WORK INSTRUCTIONS:
Extract every line of the material below and reproduce it faithfully.

MATERIAL:

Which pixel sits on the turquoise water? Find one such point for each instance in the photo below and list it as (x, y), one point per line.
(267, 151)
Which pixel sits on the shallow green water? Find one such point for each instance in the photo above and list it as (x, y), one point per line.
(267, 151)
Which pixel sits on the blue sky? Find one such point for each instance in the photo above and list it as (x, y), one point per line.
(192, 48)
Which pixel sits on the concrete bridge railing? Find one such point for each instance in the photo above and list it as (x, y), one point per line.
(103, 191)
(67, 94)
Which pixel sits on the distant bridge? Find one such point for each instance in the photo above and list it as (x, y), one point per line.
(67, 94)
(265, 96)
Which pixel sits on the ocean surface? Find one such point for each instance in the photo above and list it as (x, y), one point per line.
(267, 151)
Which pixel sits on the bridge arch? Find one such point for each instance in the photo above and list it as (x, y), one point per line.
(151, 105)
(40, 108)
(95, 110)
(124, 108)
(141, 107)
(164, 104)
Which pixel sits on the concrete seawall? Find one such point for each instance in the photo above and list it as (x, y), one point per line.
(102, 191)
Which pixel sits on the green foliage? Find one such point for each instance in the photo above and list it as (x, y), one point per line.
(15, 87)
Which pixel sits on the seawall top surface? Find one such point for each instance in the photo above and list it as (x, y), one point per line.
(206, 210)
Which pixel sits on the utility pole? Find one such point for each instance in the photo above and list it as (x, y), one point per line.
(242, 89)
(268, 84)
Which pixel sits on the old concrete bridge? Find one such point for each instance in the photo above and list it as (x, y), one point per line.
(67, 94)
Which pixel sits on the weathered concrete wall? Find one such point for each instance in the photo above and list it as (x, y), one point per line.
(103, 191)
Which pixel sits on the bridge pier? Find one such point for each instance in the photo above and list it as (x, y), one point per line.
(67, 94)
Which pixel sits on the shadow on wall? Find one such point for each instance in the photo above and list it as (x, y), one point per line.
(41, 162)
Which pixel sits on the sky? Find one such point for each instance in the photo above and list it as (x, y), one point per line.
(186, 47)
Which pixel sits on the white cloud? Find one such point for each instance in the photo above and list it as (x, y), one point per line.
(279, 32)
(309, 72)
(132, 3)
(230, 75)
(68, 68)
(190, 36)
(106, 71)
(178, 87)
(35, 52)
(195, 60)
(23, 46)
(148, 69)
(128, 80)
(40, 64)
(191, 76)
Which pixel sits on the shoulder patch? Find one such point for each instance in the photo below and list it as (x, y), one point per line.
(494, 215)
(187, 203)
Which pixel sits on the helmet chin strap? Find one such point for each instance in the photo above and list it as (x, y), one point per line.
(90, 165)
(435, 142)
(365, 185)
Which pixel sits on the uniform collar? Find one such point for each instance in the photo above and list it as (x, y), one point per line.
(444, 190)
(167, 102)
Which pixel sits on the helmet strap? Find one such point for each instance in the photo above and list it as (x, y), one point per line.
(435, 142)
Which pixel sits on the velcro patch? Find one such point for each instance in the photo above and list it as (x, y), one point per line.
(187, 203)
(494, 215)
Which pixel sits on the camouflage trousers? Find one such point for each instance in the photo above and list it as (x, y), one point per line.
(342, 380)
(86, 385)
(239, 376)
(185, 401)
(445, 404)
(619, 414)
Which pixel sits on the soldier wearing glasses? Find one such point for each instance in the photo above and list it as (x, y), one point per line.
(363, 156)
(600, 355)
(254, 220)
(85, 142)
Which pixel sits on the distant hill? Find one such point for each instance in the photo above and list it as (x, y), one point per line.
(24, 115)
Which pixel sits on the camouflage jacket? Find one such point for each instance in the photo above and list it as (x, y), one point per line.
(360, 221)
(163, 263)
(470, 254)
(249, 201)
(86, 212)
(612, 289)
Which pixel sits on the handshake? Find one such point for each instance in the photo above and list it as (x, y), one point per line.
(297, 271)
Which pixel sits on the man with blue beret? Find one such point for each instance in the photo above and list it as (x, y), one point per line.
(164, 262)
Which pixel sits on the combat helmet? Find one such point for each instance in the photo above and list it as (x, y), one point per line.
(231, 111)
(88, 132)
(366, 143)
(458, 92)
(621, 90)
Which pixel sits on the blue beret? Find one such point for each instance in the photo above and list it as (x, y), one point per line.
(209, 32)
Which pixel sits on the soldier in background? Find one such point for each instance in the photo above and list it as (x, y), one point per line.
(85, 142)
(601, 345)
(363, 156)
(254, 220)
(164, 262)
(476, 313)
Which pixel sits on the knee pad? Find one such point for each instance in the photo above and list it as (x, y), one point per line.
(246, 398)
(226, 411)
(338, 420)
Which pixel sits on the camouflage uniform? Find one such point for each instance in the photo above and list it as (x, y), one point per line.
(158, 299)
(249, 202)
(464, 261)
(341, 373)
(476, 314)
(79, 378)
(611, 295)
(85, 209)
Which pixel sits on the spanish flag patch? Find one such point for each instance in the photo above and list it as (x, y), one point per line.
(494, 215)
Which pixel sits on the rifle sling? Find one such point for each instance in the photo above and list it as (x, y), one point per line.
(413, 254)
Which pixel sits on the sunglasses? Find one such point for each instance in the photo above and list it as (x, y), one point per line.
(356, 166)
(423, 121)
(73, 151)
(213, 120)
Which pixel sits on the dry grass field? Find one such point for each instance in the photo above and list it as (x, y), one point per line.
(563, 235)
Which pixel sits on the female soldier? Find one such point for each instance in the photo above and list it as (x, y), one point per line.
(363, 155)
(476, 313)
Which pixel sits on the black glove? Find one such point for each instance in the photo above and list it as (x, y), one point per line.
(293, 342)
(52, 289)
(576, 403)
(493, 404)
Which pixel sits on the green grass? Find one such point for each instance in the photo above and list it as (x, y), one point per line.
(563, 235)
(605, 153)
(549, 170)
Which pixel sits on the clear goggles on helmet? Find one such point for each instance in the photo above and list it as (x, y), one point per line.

CORRECT RESPONSE:
Which pixel sits on the turquoise water? Find one such point for each instance in the photo below and list it as (x, y), one point per line.
(267, 151)
Which pixel sits on the shallow green water? Find one such point for each instance in the photo above and list it as (x, y), one point per line.
(267, 151)
Which pixel sits on the blue sky? Find one such point for each instance in the photo above and list it as (x, y), one point per line.
(192, 48)
Which pixel sits on the concrete bridge railing? Find one such point for each instance in the photo above and list it as (x, y), one point per line.
(103, 191)
(67, 94)
Which pixel sits on the distant bridge? Find one such point for each instance in the photo above and list it as (x, y), one point per line.
(67, 94)
(265, 96)
Which pixel sits on the ocean surface? Find one such point for each instance in the photo above and list it as (x, y), one point per line.
(267, 151)
Which pixel sits on the bridge arch? Find one such point for each instance in the photo above and list it as (x, y), one point per line.
(151, 105)
(40, 108)
(95, 110)
(124, 108)
(141, 107)
(164, 104)
Which pixel sits on the concrete seawall? Find one such point for each instance in the photo above and list it as (x, y), one point per line.
(102, 191)
Which pixel sits on the green foliage? Find one such point for each instance in the photo above and list it as (x, y), one point per line.
(15, 87)
Which pixel sits on the seawall top surface? Find one such point for each instance in the photo above and list it as (x, y), one point per line.
(206, 210)
Which pixel sits on the utility pole? Find one such point for each instance in the photo above and list it as (x, y), one point per line.
(242, 89)
(268, 84)
Which pixel sits on the old concrete bridge? Find one such point for each instance in the photo above and list it as (x, y), one point per line.
(67, 94)
Which pixel sits on the weathered concrete wall? Find one such point for each instance in the photo above and list it as (x, y), one point per line.
(103, 191)
Which pixel sits on the bridge pier? Find one such point for each instance in the photo above and list it as (x, y), one point per line.
(67, 94)
Which pixel sits on the shadow on wall? Find one such point for each instance in the photo above and list it as (x, y), one point per line.
(41, 162)
Which pixel sits on the sky? Find one such point for each instance in the photo above and list it as (x, y), one point per line.
(186, 47)
Which pixel sits on the white cloud? Find one such point for each instance in the photo above and list it as (x, y), one point per line.
(279, 32)
(309, 72)
(132, 3)
(230, 75)
(68, 68)
(190, 36)
(106, 71)
(178, 87)
(35, 52)
(195, 60)
(23, 46)
(148, 69)
(128, 80)
(40, 64)
(191, 76)
Which pixel sits on the shoulder patch? Find one such point for each instance in the photo below and list it as (x, y), one point per line.
(494, 215)
(187, 203)
Which pixel sits on the helmet chin strap? Find one such point for each instance in the photo above and list it as (x, y), one point per line.
(90, 165)
(435, 142)
(365, 185)
Which pixel sits on the uniform collar? Find one such point for each instance in the photo above and list it as (x, y), one point per line.
(444, 190)
(167, 102)
Which pixel sits on the helmet strap? Find one such point for each instance in the photo above and list it as (x, y), one point per line.
(435, 142)
Which pixel sits on the velcro patch? Find one such point for each instance in the photo above and list it as (x, y), one point per line.
(187, 203)
(494, 215)
Which pixel sits on the camouflage trousers? Find one such point for each instance in the photo above and list it as (x, y), one point per line.
(342, 380)
(86, 385)
(239, 376)
(185, 401)
(445, 404)
(619, 414)
Which pixel sits on the soldier wearing glasses? Find one such point for each instance in the photo above and list it as (x, y), one point per line.
(363, 156)
(600, 355)
(254, 220)
(85, 142)
Which pixel sits on the distant hill? Find one such point for each instance in the photo above and list it as (x, y), one point per line.
(24, 115)
Which pixel sits on the camouflage jacket? Find one such point for each instance in the photo above and list it as (x, y), one point per line.
(360, 221)
(163, 263)
(470, 254)
(249, 201)
(86, 212)
(612, 289)
Which pixel sits on the handshake? Find one such point for each instance in the photo above and list it as (x, y), one point per line.
(297, 271)
Which pixel sits on the man with blue beret? Find one such point for each instance in the photo above and list it as (x, y), one point per line.
(164, 262)
Which pixel sits on the combat helmet? Find one such point for each instance in the photo above and list it as (x, y), one point per line.
(231, 111)
(88, 132)
(366, 143)
(458, 92)
(621, 90)
Which pixel sits on the blue beret? Find one such point for each instance in the photo above and list it as (x, y), one point per line.
(209, 32)
Which pixel sits on the soldier in background? Find one such point for each instance in the photo above and list it as (x, y), one point per line.
(85, 142)
(601, 345)
(363, 156)
(254, 220)
(164, 262)
(476, 313)
Which pixel sits on the knee pad? Find one such point for each instance in the photo above and list it as (x, y), one point per line.
(246, 398)
(226, 411)
(338, 420)
Which pixel sits on the camouflage uniform? Find one such point for each instance in the photo above and list it as (x, y), one point per line.
(158, 299)
(249, 202)
(464, 261)
(341, 373)
(476, 314)
(79, 378)
(611, 295)
(85, 209)
Which pixel sits on the spanish flag patch? Find one such point for each instance in the photo above and list it as (x, y), one point per line.
(494, 215)
Which pixel sits on the rifle sling? Find one such point for each instance in the photo above and list it as (x, y), one point per line.
(413, 254)
Which pixel sits on the sunglasses? Find one such point for each instance in the photo above and list it as (x, y), one point per line.
(356, 166)
(423, 121)
(73, 151)
(213, 120)
Which pixel sits on the dry grass field? Find one such point for each instance in the photo above and list it as (x, y), one point per line.
(563, 235)
Which pixel sits on the female soldier? Find one such point for each instance in the photo above and list it as (x, y), one point per line.
(363, 155)
(476, 313)
Which pixel sits on the black glove? Find one such point for each instance in the photo above and list it as (x, y), one point per line.
(293, 342)
(52, 289)
(576, 403)
(493, 404)
Which pixel sits on the green grass? Find one such point for each instance in the photo above and list it as (x, y), one point per line.
(563, 235)
(605, 153)
(549, 170)
Which pixel sits on the clear goggles on helmet? Find one such point for each instance in the photo above and list it as (x, y), one point per line.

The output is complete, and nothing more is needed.